Segment Open

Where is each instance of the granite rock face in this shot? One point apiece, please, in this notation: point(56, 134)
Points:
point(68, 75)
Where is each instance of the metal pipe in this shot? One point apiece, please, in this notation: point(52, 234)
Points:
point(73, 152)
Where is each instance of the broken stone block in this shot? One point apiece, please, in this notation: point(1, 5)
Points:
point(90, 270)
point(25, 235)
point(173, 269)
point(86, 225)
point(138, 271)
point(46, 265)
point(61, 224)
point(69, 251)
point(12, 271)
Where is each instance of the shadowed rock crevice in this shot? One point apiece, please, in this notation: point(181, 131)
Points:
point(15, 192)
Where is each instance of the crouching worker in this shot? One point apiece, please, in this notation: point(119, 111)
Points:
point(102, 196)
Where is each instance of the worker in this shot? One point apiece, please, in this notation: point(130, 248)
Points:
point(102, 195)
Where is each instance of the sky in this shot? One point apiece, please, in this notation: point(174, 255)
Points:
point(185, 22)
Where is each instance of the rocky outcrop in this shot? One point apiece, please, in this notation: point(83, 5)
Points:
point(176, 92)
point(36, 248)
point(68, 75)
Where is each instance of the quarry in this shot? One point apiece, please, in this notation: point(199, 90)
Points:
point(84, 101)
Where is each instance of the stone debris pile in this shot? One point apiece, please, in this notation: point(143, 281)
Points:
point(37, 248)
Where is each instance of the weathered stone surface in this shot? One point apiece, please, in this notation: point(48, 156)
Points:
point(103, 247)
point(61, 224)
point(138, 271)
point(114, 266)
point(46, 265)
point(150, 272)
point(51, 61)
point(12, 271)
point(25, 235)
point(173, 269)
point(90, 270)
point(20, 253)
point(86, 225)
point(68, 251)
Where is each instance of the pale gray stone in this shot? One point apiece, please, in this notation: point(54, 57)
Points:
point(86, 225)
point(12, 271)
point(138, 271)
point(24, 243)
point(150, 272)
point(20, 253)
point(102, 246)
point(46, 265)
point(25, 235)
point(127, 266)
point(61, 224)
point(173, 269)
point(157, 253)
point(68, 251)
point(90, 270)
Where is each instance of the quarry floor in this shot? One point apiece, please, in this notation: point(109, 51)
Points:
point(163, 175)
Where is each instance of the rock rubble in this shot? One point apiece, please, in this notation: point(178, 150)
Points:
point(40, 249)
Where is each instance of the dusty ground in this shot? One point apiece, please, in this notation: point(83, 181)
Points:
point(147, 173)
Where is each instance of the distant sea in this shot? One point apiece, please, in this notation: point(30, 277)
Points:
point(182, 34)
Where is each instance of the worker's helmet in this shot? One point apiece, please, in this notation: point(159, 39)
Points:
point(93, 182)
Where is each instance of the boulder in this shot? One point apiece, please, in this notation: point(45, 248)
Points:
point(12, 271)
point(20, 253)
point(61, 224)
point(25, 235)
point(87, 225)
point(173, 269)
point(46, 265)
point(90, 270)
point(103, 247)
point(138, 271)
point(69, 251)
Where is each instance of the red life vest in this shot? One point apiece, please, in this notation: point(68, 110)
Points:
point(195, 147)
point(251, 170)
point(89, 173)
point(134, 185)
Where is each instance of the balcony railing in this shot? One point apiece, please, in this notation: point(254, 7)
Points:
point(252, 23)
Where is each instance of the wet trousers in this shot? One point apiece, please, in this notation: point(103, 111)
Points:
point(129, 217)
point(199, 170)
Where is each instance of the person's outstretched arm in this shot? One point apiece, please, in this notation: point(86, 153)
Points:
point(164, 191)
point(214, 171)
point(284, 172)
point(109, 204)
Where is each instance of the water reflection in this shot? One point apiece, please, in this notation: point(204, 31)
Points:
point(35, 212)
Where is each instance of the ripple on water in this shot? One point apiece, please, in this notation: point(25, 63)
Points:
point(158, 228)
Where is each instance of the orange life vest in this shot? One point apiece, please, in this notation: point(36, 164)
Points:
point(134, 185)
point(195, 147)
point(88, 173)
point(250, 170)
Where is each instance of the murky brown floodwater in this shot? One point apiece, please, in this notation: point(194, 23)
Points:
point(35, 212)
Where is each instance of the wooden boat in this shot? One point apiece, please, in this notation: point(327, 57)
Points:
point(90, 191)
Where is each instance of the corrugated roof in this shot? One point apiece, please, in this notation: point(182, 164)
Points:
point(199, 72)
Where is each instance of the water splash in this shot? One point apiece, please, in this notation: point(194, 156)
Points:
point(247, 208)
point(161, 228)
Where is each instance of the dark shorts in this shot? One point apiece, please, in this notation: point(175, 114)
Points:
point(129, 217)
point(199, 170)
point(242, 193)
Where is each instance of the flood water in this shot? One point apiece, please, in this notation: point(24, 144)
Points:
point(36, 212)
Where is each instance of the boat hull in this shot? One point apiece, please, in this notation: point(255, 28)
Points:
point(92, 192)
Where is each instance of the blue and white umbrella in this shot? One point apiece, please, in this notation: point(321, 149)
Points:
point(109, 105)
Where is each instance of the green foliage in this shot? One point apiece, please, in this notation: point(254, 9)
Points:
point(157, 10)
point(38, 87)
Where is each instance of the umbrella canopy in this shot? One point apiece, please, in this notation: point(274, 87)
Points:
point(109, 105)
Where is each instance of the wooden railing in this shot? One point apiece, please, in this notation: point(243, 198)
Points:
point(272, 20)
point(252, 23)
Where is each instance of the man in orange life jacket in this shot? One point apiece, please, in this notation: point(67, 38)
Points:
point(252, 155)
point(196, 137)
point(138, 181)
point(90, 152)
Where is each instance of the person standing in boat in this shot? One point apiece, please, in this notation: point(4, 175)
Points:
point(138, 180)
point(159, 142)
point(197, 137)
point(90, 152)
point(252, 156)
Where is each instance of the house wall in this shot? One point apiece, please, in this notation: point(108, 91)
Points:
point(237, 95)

Segment Closed

▶ Required action
Please reproduce the closing stretch of the records, from the line with "Where is each instance of the green" through the last line, exactly as it stands.

▶ Solution to this exercise
Where is each instance of the green foliage in this shot? One point apiece, please, in this notation: point(254, 9)
Points:
point(157, 10)
point(38, 87)
Where is each instance of the umbrella canopy in this shot? One point apiece, please, in this notation: point(274, 87)
Points:
point(109, 105)
Where is each instance of the wooden railing in this shot? One point apiece, please, in this notation: point(243, 198)
Points:
point(272, 20)
point(252, 23)
Where is each instance of the man in orange life jacket in this shot? One point apiece, please, in this notation: point(67, 38)
Points:
point(252, 155)
point(196, 137)
point(138, 181)
point(90, 152)
Where is each instance of the person standing in boat in this shot? One point apiece, please, in this notation: point(4, 175)
Points:
point(138, 180)
point(159, 142)
point(197, 137)
point(90, 152)
point(252, 156)
Where is each instance of the house wall in this shot? One point apiece, please, in this notation: point(108, 91)
Points:
point(237, 95)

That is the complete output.